### Short problem
How many lines in the material below contain the word "landing"? Reply with the number only.

[begin Exercise materials]

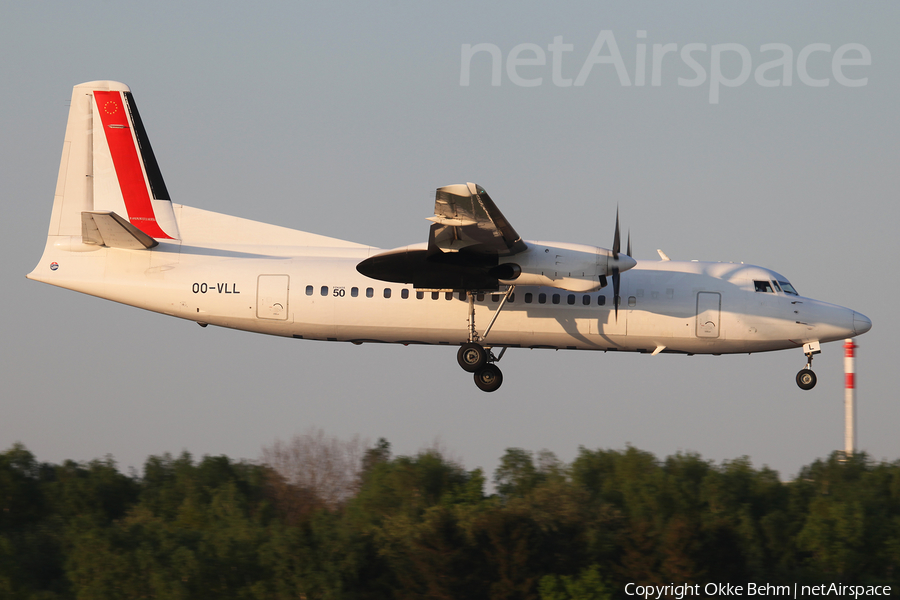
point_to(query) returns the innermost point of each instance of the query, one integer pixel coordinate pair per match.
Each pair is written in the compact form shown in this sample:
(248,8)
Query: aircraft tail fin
(108,166)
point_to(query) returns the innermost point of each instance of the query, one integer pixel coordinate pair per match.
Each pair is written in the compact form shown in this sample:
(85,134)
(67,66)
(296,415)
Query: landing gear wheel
(489,378)
(472,357)
(806,379)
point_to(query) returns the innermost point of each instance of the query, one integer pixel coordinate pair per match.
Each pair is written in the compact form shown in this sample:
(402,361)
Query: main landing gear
(475,358)
(806,378)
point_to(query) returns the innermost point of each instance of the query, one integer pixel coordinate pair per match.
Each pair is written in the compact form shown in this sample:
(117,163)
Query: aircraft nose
(861,323)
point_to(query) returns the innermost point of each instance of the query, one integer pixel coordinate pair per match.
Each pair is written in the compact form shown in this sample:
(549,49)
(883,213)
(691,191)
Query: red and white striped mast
(849,397)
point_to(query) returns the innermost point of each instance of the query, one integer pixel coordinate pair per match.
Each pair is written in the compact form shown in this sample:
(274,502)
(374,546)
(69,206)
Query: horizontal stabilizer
(106,228)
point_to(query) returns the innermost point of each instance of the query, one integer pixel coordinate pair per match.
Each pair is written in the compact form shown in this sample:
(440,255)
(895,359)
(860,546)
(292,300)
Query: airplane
(115,233)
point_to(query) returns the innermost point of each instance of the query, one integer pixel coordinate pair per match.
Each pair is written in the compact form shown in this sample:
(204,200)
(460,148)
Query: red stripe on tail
(121,143)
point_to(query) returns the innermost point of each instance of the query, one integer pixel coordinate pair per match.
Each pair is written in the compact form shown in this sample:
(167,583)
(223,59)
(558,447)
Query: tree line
(321,518)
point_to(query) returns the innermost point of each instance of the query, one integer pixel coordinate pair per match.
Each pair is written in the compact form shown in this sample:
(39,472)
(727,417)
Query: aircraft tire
(806,379)
(489,379)
(471,357)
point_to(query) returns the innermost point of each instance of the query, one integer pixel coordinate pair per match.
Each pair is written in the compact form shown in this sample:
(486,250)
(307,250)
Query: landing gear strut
(806,378)
(474,358)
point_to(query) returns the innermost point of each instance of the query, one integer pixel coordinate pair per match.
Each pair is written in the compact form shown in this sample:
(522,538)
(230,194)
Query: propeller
(619,263)
(616,273)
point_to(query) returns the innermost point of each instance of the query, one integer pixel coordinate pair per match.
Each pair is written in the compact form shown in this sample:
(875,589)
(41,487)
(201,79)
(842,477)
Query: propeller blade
(616,280)
(616,242)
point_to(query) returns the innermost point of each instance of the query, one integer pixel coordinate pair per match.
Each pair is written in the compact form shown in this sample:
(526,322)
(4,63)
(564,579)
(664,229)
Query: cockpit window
(763,286)
(788,288)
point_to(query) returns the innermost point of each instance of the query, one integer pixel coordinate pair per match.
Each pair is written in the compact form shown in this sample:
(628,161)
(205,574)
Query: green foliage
(422,527)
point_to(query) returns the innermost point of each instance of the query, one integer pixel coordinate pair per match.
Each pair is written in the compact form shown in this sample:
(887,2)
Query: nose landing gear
(806,378)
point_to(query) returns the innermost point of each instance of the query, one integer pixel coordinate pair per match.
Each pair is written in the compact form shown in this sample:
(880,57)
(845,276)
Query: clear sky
(342,118)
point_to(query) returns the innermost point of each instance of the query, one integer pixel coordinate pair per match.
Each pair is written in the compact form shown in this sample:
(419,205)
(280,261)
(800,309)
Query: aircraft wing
(467,220)
(465,243)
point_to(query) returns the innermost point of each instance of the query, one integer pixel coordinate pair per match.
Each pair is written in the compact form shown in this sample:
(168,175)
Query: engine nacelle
(571,267)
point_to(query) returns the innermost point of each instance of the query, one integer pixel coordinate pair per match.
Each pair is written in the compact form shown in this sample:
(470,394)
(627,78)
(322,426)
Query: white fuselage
(306,286)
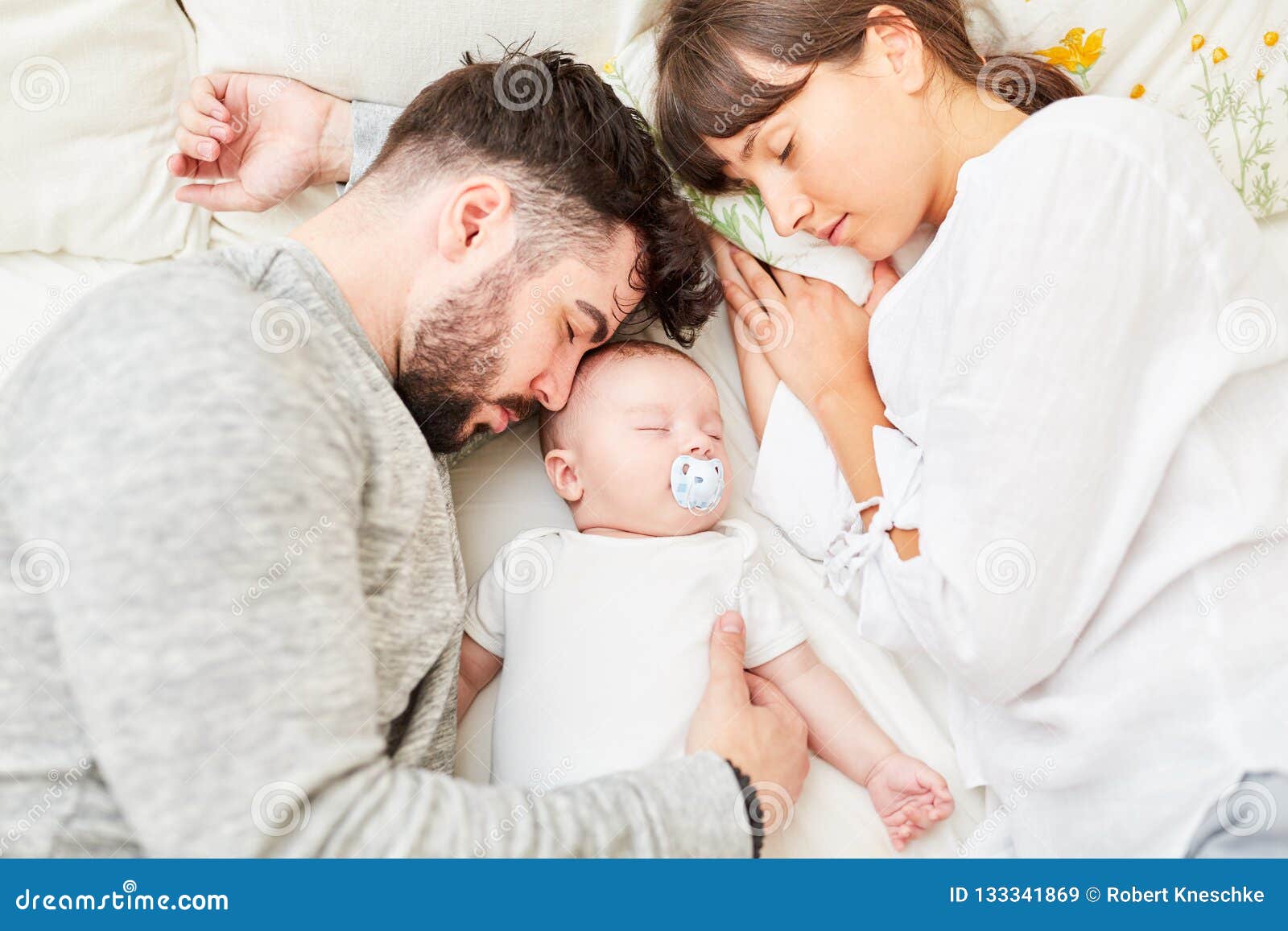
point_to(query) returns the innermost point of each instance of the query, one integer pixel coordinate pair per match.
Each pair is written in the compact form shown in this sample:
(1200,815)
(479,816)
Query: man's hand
(747,720)
(267,137)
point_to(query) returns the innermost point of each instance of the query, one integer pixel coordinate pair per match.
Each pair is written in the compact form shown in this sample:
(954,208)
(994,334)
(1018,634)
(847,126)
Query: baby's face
(634,416)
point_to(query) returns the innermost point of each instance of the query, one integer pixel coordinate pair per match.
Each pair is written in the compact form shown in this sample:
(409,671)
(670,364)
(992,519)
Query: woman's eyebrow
(598,319)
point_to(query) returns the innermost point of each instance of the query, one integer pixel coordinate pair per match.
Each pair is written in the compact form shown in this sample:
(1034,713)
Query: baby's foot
(910,797)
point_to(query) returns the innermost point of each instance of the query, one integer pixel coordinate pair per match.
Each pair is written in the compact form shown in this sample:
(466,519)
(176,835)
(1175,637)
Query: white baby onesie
(607,643)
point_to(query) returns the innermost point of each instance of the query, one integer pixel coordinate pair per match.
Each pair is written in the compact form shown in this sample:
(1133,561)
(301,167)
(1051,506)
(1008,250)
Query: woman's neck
(968,128)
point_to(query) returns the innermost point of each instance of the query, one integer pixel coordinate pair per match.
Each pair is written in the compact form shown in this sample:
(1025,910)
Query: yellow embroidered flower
(1077,51)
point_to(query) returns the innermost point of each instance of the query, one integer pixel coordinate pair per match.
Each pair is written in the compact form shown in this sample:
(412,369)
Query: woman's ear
(562,470)
(901,44)
(477,220)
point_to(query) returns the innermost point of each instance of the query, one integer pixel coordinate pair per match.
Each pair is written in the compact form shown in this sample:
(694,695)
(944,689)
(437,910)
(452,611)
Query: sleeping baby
(605,631)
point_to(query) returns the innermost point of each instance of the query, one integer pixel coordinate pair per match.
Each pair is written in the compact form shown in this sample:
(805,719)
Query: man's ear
(562,470)
(901,44)
(477,220)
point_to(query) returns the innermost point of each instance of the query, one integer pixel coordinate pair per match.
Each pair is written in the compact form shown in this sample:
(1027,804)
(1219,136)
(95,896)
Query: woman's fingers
(725,268)
(206,94)
(227,196)
(199,147)
(762,283)
(884,277)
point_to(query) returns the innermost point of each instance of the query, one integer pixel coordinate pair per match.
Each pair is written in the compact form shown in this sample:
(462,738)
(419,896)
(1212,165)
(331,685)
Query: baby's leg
(759,379)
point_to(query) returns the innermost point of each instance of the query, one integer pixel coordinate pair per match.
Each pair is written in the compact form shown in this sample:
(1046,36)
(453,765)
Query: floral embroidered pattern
(1077,53)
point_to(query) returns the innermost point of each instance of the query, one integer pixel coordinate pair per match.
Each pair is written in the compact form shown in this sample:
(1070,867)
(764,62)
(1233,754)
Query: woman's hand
(813,335)
(268,137)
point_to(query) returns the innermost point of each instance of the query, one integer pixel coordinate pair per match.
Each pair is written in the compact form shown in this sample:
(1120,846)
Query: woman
(1086,354)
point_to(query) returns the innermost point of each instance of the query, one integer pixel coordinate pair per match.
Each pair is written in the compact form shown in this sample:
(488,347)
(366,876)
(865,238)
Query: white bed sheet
(502,489)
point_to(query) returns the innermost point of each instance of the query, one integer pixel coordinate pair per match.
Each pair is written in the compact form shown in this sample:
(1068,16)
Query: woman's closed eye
(787,150)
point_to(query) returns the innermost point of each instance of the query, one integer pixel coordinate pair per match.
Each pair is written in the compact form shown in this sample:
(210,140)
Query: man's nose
(553,386)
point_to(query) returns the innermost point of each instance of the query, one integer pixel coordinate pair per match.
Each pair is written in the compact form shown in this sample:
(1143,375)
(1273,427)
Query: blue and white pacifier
(697,483)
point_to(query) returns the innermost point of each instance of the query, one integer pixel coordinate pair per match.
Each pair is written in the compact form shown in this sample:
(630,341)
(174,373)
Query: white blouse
(1092,356)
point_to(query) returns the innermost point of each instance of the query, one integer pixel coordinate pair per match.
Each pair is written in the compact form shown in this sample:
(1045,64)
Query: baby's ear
(562,472)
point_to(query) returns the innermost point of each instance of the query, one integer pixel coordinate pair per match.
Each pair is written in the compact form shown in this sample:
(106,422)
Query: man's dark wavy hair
(580,165)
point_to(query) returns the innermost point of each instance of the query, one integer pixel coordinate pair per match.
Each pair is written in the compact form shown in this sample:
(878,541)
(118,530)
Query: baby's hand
(910,797)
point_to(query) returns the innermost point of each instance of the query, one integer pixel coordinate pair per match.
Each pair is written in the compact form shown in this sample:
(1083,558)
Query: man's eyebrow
(598,319)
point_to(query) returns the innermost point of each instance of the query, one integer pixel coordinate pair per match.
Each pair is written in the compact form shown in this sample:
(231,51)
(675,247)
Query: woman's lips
(834,232)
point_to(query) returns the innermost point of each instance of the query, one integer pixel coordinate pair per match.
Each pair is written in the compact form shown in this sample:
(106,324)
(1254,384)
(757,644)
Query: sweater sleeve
(216,628)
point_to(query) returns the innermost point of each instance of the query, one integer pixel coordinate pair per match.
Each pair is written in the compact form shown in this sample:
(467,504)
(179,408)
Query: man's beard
(456,362)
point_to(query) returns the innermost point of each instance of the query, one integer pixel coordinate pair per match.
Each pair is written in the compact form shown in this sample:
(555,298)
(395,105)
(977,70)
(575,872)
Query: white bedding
(502,489)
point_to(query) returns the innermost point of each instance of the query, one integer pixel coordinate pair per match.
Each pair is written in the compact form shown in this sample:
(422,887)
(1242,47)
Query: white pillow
(88,98)
(384,53)
(1140,51)
(1197,58)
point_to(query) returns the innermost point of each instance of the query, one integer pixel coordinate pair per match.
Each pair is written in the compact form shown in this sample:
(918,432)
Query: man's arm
(263,154)
(478,669)
(229,688)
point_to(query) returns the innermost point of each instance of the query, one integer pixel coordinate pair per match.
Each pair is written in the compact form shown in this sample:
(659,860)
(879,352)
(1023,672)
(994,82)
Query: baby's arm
(478,669)
(759,379)
(907,793)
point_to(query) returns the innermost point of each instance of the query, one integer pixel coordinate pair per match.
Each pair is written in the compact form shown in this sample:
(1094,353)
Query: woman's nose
(786,209)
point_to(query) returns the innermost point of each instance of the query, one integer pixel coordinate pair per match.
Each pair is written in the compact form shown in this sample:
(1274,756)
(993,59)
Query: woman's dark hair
(706,92)
(580,165)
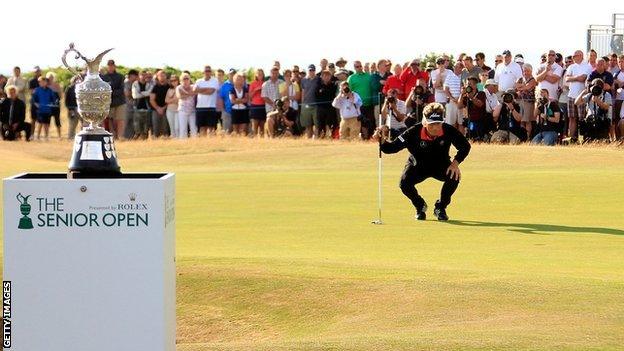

[end Exercise materials]

### Result of this exercise
4